BEGIN DOCUMENT EXCERPT

VB6 SQL 2005 Database Index Question - sql

I have a VB app that accesses a sql database. I think it’s running slow, and I thought maybe I didn’t have the tables propery indexed. I was wondering how you would create the indexes? Here’s the situation.
My main loop is
Select * from Docrec
Order by YearFiled,DocNumb
Inside this loop I have two others databases hits.
Select * from Names
Where YearFiled = DocRec.YearFiled
and Volume = DocRec.Volume and Page = DocRec.Page
Order by SeqNumb
Select * from MapRec
Where FiledYear = DocRec.YearFiled
and Volume = DocRec.Volume and Page = DocRec.Page
Order by SeqNumb
Hopefully I made sense.

Try in one query using INNER JOIN:
SELECT * FROM Doctec d
INNER JOIN Names n ON d.YearField = n.YearField AND d.Volume = n.Volume AND d.Page = n.Page
INNER JOIN MapRec m ON m.FiledYear = n.YearFiled AND m.Volume = n.Volumen and m.Page = n.Page
ORDER BY YearFiled, DocNumb
You will have only one query to database. The problem can be that you hit database many times and get only one (or few) row(s) per time.

Off the top, one thing that would help would be determining if you really need all columns.
If you don't, instead of SELECT *, select just the columns you need - that way you're not pulling as much data.
If you do, then from SQL Server Management Studio (or whatever you use to manage the SQL Server) you'll need to look at what is indexed and what isn't. The columns you tend to search on the most would be your first candidates for an index.

END DOCUMENT EXCERPT
BEGIN SUPPLIED ENTRIES

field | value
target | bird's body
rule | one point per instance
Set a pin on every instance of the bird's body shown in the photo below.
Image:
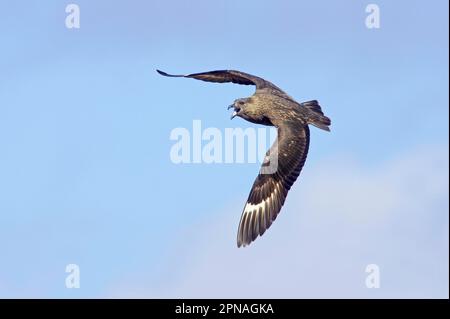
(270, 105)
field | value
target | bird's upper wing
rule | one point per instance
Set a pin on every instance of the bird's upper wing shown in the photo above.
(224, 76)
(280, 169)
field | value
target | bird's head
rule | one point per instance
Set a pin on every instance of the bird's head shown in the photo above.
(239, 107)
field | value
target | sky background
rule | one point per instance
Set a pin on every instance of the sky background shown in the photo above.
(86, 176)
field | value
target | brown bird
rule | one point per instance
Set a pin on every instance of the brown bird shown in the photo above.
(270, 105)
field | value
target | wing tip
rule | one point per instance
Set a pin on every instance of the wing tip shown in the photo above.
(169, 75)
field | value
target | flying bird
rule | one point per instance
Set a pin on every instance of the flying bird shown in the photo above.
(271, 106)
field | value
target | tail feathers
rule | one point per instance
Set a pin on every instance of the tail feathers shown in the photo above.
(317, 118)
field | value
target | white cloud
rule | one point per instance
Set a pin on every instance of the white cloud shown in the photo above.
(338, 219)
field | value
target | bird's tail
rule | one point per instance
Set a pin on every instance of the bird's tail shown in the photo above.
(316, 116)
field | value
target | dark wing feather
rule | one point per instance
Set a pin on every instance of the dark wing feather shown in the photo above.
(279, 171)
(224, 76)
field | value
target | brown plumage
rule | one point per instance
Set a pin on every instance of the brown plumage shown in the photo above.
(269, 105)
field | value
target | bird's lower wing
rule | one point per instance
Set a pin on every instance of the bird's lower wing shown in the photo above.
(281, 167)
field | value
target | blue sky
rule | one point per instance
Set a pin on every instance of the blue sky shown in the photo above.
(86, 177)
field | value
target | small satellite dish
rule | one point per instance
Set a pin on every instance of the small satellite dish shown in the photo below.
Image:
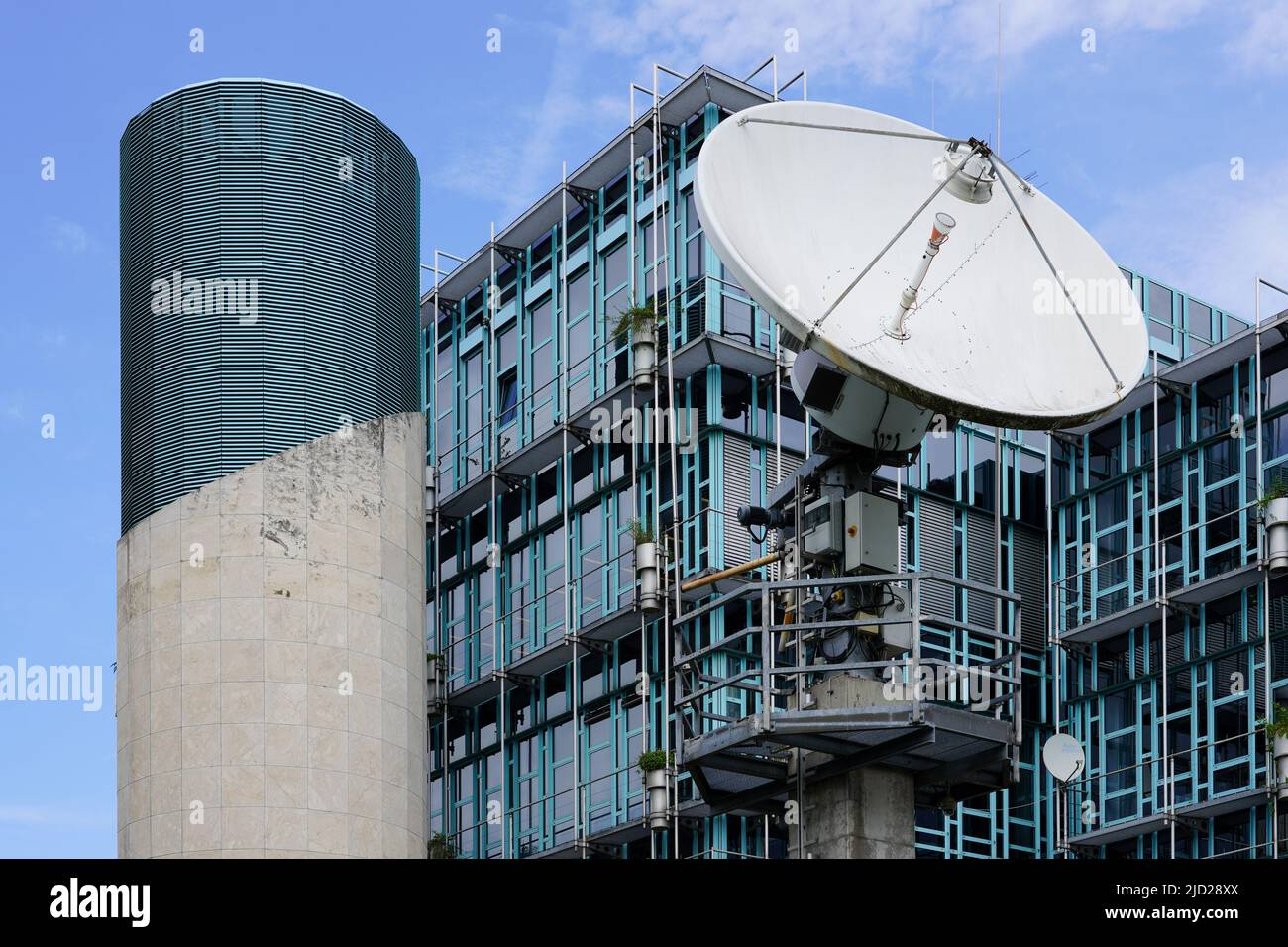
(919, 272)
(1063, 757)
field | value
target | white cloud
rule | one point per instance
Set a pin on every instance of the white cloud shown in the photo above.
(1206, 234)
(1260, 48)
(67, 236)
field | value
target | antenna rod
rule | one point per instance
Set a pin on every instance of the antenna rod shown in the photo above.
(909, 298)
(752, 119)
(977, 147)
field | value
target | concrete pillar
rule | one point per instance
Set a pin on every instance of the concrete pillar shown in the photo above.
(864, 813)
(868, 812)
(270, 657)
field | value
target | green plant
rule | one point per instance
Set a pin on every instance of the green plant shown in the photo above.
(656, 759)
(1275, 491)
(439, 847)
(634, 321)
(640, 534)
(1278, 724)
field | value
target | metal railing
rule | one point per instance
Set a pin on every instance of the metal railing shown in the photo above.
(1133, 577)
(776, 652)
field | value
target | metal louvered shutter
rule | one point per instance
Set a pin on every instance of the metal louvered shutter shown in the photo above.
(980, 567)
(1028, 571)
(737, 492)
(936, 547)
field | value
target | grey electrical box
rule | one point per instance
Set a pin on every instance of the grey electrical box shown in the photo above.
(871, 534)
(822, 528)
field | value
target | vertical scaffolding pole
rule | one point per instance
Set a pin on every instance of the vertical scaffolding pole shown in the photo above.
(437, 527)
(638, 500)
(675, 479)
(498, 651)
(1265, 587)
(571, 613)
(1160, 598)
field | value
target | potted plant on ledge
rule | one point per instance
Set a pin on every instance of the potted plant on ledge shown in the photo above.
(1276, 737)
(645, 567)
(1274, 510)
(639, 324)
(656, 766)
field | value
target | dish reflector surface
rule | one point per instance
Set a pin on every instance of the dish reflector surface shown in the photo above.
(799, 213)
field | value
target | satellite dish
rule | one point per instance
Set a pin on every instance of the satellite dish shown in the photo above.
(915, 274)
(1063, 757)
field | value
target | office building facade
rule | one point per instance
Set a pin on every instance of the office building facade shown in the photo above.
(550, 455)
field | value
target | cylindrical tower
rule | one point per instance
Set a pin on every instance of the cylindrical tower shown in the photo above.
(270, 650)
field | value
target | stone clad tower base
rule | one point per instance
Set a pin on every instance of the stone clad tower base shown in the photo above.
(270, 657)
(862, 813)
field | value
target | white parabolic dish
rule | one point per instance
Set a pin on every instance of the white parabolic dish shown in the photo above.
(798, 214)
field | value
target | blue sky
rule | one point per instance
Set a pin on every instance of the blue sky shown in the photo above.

END SUPPLIED ENTRIES

- WRITTEN PROBLEM 1 -
In the VB6 database thread, which columns does the last reply name as the first candidates for an index?
- WRITTEN PROBLEM 2 -
Translate this sentence from the VB6 database thread into Spanish: "The columns you tend to search on the most would be your first candidates for an index."
The listing comes from a separate source and is unrelated to the thread.

- WORKED SOLUTION 1 -
The columns you tend to search on the most.

- WORKED SOLUTION 2 -
Las columnas por las que sueles buscar con más frecuencia serían tus primeras candidatas para un índice.